Only the lines from the one with "the kitchen knife" through the last belong in the output; print them exactly as given below.

--- START ---

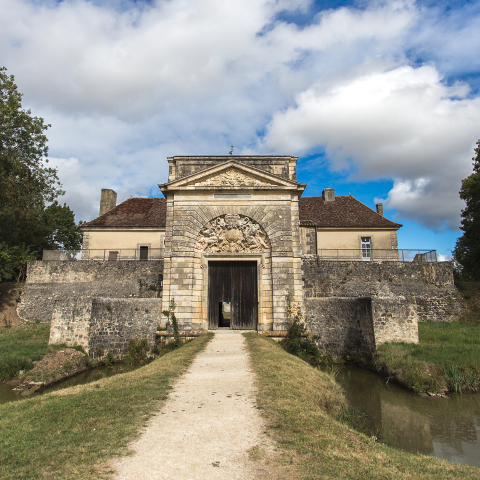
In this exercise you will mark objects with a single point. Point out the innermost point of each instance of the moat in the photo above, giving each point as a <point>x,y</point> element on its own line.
<point>447,428</point>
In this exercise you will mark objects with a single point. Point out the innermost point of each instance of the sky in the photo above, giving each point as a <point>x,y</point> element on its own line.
<point>380,99</point>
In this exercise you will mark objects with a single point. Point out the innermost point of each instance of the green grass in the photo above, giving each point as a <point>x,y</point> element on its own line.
<point>302,406</point>
<point>20,346</point>
<point>72,433</point>
<point>447,357</point>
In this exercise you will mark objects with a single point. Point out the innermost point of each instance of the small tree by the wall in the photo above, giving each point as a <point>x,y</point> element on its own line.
<point>300,342</point>
<point>172,320</point>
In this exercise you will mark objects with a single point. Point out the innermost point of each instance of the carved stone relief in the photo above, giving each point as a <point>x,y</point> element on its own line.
<point>232,178</point>
<point>232,233</point>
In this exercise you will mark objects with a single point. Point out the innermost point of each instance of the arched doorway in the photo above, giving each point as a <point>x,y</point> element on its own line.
<point>233,283</point>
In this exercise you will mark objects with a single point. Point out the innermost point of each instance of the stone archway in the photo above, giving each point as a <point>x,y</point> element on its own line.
<point>233,248</point>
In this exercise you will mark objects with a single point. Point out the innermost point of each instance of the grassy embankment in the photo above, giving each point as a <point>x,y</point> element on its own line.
<point>447,356</point>
<point>22,345</point>
<point>70,434</point>
<point>303,405</point>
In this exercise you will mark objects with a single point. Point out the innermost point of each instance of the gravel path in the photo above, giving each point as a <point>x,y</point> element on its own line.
<point>208,425</point>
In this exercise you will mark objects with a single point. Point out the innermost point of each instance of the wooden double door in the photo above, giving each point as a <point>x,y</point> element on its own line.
<point>232,295</point>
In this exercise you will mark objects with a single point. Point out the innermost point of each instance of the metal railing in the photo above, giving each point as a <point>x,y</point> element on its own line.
<point>377,255</point>
<point>104,254</point>
<point>339,254</point>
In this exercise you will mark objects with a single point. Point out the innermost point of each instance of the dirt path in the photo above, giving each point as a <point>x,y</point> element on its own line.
<point>209,428</point>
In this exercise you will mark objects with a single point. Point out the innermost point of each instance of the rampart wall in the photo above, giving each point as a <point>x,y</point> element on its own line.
<point>48,281</point>
<point>427,286</point>
<point>105,324</point>
<point>353,307</point>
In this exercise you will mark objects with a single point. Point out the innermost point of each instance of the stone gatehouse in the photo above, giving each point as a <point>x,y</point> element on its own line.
<point>233,241</point>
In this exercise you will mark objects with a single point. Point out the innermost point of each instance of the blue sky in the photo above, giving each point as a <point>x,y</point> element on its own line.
<point>380,99</point>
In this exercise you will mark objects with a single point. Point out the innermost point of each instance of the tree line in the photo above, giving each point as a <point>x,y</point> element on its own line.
<point>31,218</point>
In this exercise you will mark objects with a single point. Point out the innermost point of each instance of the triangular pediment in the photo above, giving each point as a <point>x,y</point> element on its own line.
<point>231,175</point>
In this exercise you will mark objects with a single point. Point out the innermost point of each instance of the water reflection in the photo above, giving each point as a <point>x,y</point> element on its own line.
<point>446,428</point>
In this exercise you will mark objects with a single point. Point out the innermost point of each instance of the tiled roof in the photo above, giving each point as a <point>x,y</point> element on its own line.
<point>345,212</point>
<point>134,212</point>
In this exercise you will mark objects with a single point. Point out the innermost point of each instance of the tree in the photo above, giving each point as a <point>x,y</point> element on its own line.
<point>30,218</point>
<point>467,249</point>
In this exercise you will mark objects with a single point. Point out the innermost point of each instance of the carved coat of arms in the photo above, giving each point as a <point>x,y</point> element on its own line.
<point>232,233</point>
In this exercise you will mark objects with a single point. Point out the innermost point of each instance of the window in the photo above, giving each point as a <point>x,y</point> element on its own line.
<point>366,248</point>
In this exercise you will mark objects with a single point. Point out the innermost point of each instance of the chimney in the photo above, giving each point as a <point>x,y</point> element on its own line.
<point>108,200</point>
<point>328,194</point>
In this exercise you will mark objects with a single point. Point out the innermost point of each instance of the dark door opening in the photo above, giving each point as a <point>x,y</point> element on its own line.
<point>143,253</point>
<point>232,295</point>
<point>224,314</point>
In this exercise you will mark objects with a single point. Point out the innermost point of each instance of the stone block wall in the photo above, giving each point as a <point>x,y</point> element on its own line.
<point>344,325</point>
<point>394,320</point>
<point>427,286</point>
<point>357,326</point>
<point>105,323</point>
<point>48,281</point>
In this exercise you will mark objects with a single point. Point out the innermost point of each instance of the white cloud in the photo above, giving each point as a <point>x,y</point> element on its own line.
<point>126,84</point>
<point>403,124</point>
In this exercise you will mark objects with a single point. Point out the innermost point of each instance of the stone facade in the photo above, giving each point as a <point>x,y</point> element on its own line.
<point>219,212</point>
<point>224,208</point>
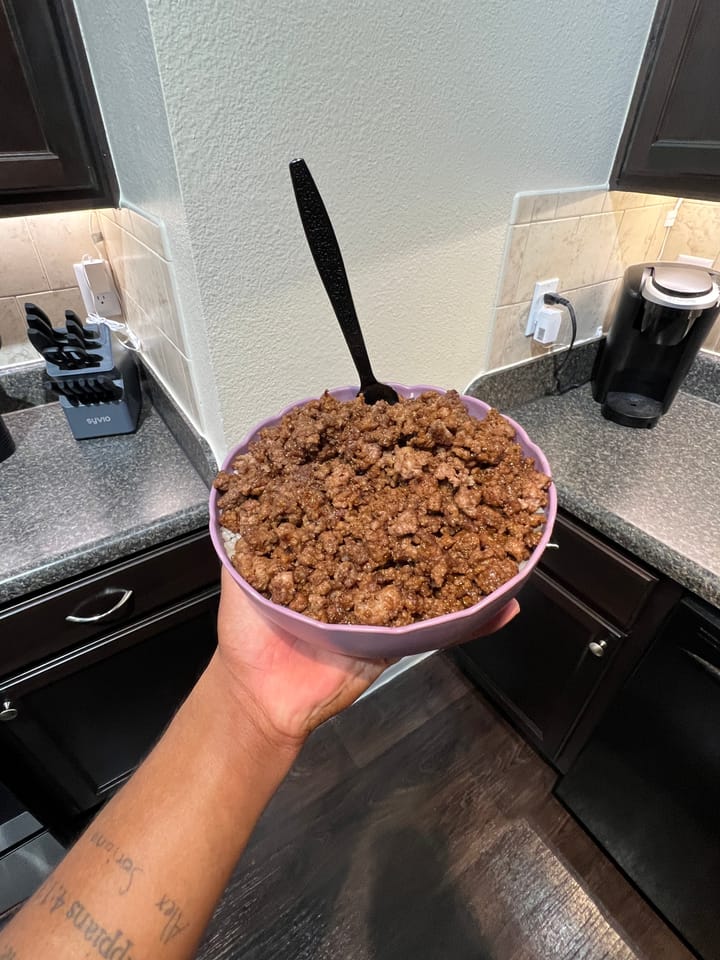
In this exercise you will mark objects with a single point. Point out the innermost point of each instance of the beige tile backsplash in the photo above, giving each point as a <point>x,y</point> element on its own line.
<point>36,258</point>
<point>135,247</point>
<point>588,238</point>
<point>36,263</point>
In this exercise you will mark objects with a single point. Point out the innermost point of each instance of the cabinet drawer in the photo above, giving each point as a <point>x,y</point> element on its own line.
<point>102,601</point>
<point>604,579</point>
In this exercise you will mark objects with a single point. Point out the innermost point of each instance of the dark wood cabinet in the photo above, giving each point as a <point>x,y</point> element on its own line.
<point>53,150</point>
<point>587,613</point>
<point>544,666</point>
<point>671,141</point>
<point>76,722</point>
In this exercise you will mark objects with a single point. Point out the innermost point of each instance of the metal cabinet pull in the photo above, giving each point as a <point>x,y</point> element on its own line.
<point>597,647</point>
<point>101,616</point>
<point>8,712</point>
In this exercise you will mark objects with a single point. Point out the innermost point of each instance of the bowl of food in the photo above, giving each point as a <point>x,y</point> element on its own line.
<point>383,530</point>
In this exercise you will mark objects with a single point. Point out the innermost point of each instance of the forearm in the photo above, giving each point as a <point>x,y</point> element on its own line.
<point>144,878</point>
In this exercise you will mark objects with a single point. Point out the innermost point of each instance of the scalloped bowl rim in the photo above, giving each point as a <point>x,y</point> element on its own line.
<point>507,589</point>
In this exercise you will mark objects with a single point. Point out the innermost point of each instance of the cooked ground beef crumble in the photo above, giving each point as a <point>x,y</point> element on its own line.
<point>380,514</point>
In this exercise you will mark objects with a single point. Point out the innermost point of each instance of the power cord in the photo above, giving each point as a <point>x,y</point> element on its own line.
<point>555,298</point>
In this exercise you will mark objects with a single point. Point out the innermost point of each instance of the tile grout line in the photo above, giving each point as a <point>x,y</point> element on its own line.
<point>37,254</point>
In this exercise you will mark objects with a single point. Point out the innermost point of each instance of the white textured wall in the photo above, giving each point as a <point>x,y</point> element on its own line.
<point>419,121</point>
<point>122,58</point>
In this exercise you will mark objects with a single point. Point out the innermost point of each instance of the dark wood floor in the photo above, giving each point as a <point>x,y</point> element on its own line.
<point>419,826</point>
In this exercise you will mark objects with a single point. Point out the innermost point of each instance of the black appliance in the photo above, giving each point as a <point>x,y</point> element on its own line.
<point>647,783</point>
<point>664,314</point>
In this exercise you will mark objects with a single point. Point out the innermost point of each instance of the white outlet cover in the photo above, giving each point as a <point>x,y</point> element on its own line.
<point>541,288</point>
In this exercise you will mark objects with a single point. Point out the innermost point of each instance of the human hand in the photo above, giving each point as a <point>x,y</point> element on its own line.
<point>290,686</point>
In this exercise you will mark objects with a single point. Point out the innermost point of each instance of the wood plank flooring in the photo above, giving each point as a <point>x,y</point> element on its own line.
<point>419,826</point>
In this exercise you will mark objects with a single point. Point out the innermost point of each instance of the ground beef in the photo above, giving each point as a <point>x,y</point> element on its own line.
<point>380,514</point>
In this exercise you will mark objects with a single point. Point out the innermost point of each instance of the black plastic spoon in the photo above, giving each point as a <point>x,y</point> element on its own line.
<point>329,262</point>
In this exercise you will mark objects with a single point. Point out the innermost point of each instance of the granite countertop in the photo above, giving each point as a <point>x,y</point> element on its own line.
<point>70,506</point>
<point>655,492</point>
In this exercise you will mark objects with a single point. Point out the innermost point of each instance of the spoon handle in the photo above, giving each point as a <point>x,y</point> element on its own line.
<point>329,262</point>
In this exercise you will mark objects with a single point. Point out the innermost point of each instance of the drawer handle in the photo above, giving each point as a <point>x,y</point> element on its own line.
<point>8,712</point>
<point>101,616</point>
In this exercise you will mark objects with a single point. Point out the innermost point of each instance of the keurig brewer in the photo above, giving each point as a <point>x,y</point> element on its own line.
<point>665,312</point>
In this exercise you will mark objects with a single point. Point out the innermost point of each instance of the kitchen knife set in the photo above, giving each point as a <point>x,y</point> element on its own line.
<point>99,394</point>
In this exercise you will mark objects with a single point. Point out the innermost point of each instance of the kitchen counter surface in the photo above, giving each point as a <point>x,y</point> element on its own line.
<point>68,507</point>
<point>655,492</point>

--- END ---

Response
In this exercise you will mark objects with a single point. Point out the innermost point of each instance of the kitchen knife set in the photo above, giving each point as a <point>x,y</point> element on its own line.
<point>99,394</point>
In this exercise you will mark objects with a single point. Point out the innermost point of each instance of the kitchen counter surface in the photo above, giving each point as a <point>x,y</point> element on its own line.
<point>68,507</point>
<point>655,492</point>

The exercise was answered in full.